### Description of the task
Turn the listing, from the line with "point_to(query) locates a point on each instance of the office" up to and including its last line, into a JSON list of strings with one string per line, leaving out blank lines. Leave the pictures out of the answer.

### Working data
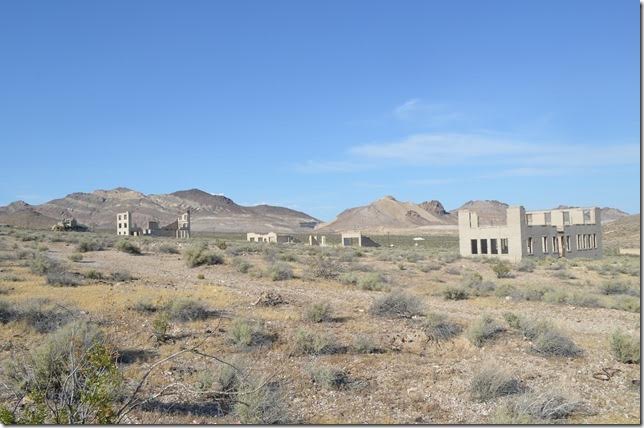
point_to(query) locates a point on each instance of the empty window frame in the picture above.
(504, 245)
(493, 247)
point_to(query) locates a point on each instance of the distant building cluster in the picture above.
(179, 228)
(573, 232)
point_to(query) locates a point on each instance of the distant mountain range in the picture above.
(210, 213)
(215, 213)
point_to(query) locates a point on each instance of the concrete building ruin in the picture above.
(179, 228)
(270, 237)
(571, 232)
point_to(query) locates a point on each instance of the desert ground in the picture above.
(218, 330)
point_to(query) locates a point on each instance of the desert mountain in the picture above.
(210, 213)
(390, 215)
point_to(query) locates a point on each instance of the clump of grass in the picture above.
(439, 328)
(306, 342)
(626, 348)
(329, 377)
(241, 265)
(279, 272)
(484, 330)
(244, 333)
(455, 293)
(319, 312)
(397, 304)
(186, 309)
(492, 381)
(126, 246)
(502, 269)
(199, 255)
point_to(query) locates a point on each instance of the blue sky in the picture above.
(323, 105)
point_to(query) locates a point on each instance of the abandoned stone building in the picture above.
(270, 237)
(572, 232)
(179, 228)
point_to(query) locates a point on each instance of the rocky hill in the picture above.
(210, 213)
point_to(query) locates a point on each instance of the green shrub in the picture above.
(70, 379)
(306, 342)
(199, 255)
(319, 312)
(185, 309)
(492, 381)
(76, 257)
(502, 269)
(397, 304)
(455, 293)
(626, 348)
(279, 272)
(438, 328)
(330, 377)
(483, 330)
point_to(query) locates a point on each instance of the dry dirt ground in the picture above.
(407, 379)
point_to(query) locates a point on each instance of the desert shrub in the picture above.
(199, 255)
(145, 307)
(492, 381)
(538, 408)
(93, 274)
(483, 330)
(168, 249)
(502, 269)
(306, 342)
(626, 348)
(324, 268)
(72, 378)
(439, 328)
(87, 245)
(329, 377)
(76, 257)
(241, 265)
(363, 344)
(373, 281)
(127, 246)
(186, 309)
(63, 279)
(279, 272)
(397, 304)
(121, 276)
(244, 333)
(319, 312)
(262, 405)
(526, 265)
(455, 293)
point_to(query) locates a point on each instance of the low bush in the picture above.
(483, 330)
(439, 328)
(199, 255)
(455, 293)
(626, 348)
(319, 312)
(329, 377)
(397, 304)
(186, 309)
(492, 381)
(306, 342)
(128, 247)
(279, 272)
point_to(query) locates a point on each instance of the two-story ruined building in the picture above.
(572, 232)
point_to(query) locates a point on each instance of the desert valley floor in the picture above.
(331, 335)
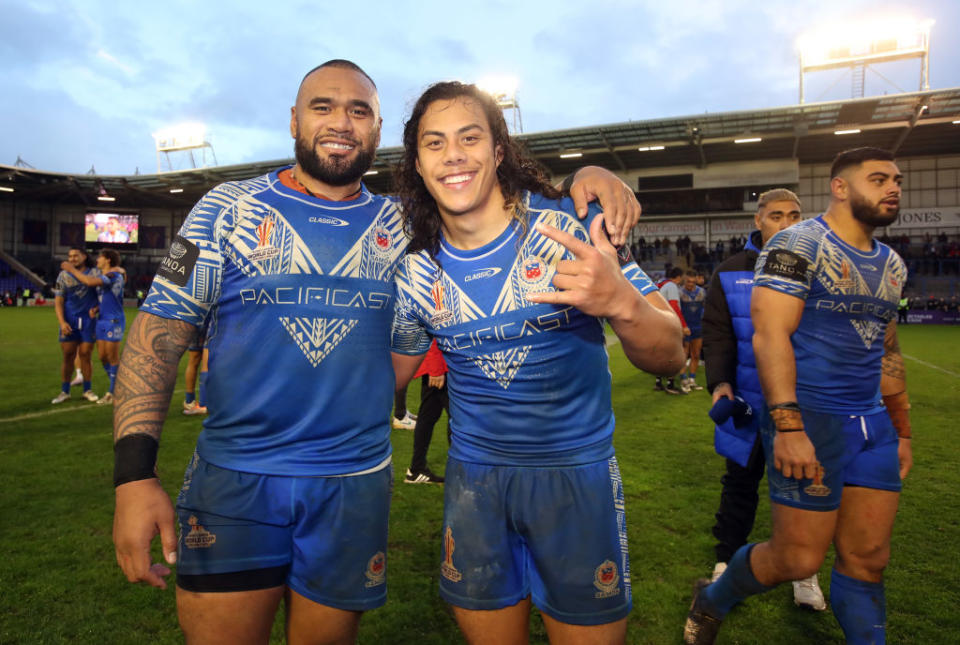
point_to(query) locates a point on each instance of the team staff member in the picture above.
(529, 384)
(826, 345)
(288, 494)
(732, 372)
(111, 319)
(72, 303)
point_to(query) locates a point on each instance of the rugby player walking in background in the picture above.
(732, 372)
(835, 429)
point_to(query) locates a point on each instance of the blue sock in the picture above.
(202, 394)
(111, 371)
(860, 608)
(734, 586)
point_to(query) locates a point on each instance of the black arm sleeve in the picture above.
(719, 341)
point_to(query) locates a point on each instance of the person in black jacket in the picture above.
(732, 372)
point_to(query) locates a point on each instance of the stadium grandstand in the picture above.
(697, 178)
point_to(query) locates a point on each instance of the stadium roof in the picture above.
(911, 124)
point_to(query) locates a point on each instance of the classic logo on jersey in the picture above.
(317, 337)
(376, 570)
(441, 314)
(606, 578)
(502, 366)
(786, 264)
(844, 283)
(817, 489)
(333, 221)
(179, 262)
(265, 250)
(446, 567)
(198, 537)
(481, 274)
(382, 239)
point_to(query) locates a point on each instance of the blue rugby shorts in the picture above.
(83, 330)
(556, 534)
(326, 537)
(852, 450)
(110, 329)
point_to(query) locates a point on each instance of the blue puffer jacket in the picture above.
(728, 345)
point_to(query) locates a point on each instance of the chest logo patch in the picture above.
(265, 250)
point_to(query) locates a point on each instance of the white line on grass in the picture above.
(60, 410)
(932, 366)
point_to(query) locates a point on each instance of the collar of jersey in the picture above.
(852, 249)
(278, 186)
(480, 252)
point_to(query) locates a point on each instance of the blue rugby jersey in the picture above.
(850, 296)
(529, 383)
(78, 298)
(691, 304)
(111, 296)
(297, 293)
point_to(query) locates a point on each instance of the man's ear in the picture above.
(840, 188)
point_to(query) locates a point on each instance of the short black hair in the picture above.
(856, 157)
(342, 64)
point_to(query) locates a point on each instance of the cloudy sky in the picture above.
(86, 83)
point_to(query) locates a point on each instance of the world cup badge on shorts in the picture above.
(265, 250)
(446, 567)
(440, 312)
(376, 570)
(198, 537)
(606, 578)
(817, 489)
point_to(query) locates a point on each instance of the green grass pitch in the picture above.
(59, 581)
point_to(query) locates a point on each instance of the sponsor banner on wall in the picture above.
(669, 229)
(934, 317)
(939, 217)
(727, 227)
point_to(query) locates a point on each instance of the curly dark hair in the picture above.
(517, 172)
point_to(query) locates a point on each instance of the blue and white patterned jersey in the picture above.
(691, 304)
(297, 293)
(111, 296)
(850, 296)
(78, 298)
(528, 383)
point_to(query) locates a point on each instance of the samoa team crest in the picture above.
(606, 578)
(533, 272)
(376, 570)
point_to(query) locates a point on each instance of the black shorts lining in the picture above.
(235, 580)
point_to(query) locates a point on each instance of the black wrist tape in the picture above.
(134, 458)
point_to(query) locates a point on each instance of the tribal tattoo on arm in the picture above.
(147, 374)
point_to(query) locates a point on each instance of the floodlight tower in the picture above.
(182, 141)
(503, 89)
(865, 44)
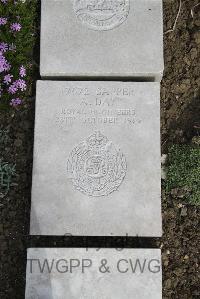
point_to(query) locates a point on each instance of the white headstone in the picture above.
(96, 165)
(95, 38)
(72, 273)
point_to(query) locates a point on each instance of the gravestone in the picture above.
(102, 274)
(90, 38)
(96, 165)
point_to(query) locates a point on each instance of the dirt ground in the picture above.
(180, 121)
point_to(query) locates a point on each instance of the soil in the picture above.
(180, 122)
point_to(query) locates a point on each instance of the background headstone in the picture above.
(99, 39)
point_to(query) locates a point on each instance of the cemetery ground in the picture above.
(180, 124)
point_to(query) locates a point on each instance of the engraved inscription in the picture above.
(101, 14)
(95, 167)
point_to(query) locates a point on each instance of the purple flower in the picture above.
(3, 21)
(4, 65)
(21, 84)
(15, 27)
(8, 78)
(22, 71)
(7, 66)
(16, 102)
(13, 88)
(3, 47)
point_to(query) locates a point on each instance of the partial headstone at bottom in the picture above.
(80, 273)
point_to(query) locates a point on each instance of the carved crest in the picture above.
(96, 167)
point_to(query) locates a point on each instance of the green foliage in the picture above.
(24, 40)
(3, 137)
(183, 171)
(7, 171)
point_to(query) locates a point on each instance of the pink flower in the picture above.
(3, 47)
(13, 88)
(15, 27)
(7, 78)
(12, 47)
(22, 71)
(4, 65)
(16, 102)
(3, 21)
(21, 84)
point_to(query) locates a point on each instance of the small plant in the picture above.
(183, 172)
(7, 171)
(4, 137)
(16, 45)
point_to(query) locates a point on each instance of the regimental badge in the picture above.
(95, 167)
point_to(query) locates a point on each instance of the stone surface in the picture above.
(80, 273)
(96, 159)
(78, 39)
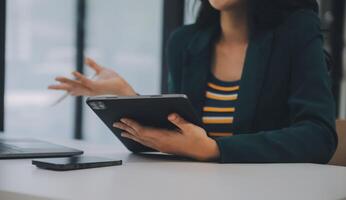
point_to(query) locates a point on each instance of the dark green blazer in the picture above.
(285, 112)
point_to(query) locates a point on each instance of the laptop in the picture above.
(11, 148)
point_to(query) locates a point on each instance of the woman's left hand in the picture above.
(189, 140)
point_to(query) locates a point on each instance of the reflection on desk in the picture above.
(165, 177)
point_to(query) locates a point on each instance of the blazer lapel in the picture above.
(197, 62)
(197, 65)
(253, 77)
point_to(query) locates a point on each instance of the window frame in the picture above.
(2, 61)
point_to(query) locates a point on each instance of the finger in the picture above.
(85, 81)
(59, 87)
(136, 139)
(92, 64)
(67, 81)
(179, 121)
(129, 136)
(124, 127)
(133, 124)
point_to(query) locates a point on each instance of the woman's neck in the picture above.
(234, 26)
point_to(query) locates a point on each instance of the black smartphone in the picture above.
(74, 163)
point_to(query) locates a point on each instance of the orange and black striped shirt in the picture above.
(220, 106)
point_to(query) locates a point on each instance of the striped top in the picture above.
(219, 107)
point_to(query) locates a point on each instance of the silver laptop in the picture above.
(30, 148)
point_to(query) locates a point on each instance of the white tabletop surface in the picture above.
(143, 177)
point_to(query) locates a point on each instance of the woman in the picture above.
(255, 72)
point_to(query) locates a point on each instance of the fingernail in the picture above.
(172, 117)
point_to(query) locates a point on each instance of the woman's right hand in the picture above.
(106, 82)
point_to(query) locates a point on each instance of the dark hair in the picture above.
(264, 13)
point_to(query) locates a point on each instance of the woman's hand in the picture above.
(107, 82)
(190, 140)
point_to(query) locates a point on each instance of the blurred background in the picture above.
(42, 39)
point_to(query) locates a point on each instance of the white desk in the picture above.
(157, 178)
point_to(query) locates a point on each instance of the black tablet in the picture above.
(151, 110)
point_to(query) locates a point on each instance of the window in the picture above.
(125, 36)
(40, 45)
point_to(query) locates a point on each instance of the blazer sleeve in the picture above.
(176, 46)
(311, 136)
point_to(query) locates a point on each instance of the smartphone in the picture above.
(74, 163)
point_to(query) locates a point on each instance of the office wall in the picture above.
(125, 36)
(40, 45)
(2, 60)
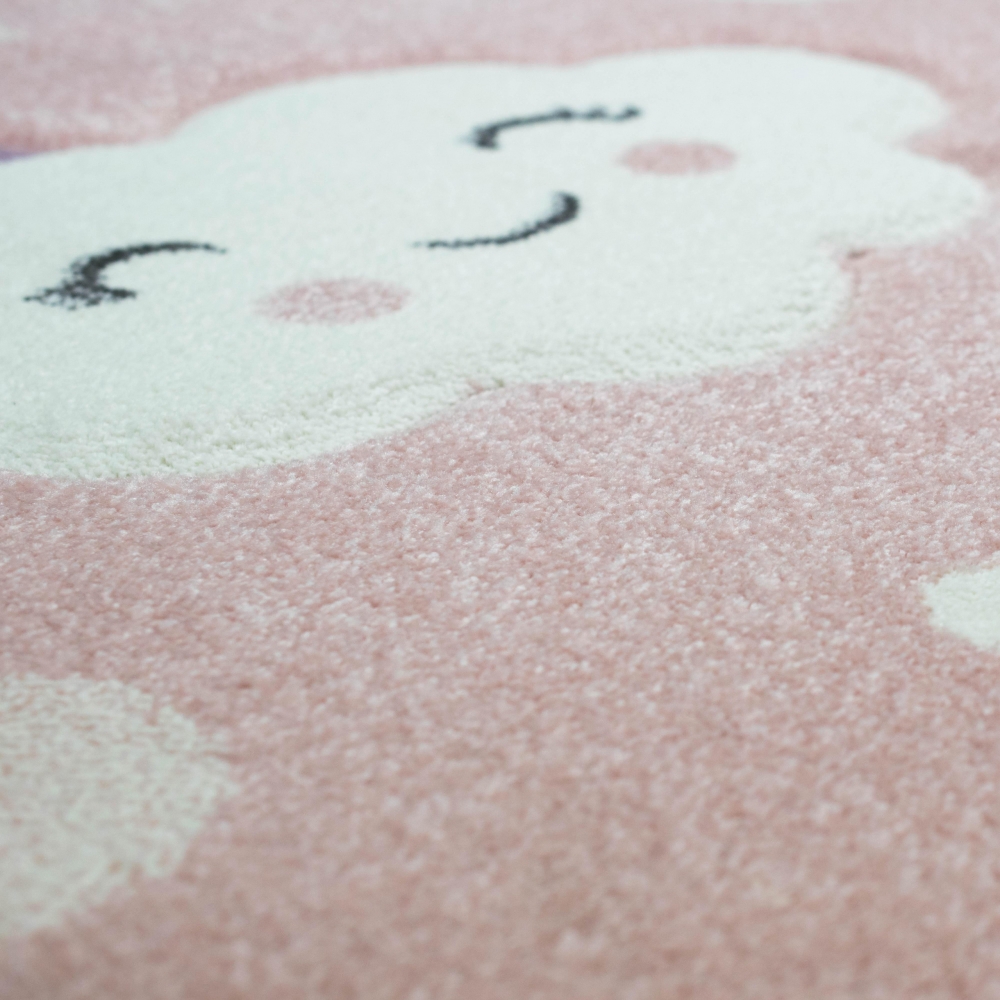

### Solution to the problem
[
  "point_to(query) locates a point on each instance of the office wall in the picture above.",
  "(125, 36)",
  "(40, 45)",
  "(2, 60)"
]